#### [Direction]
Reproduce every one of the lines below in full, raising each coordinate value in the answers by 129 while leaving the instruction wording unchanged. Omit the pictures from your output.
========================
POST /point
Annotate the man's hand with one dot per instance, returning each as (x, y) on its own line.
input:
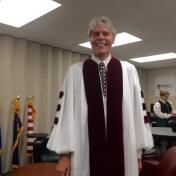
(64, 165)
(139, 164)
========================
#### [Result below]
POST /point
Annotate the man's hand with one dot per instance, returning each as (x, y) on its own line.
input:
(193, 294)
(268, 293)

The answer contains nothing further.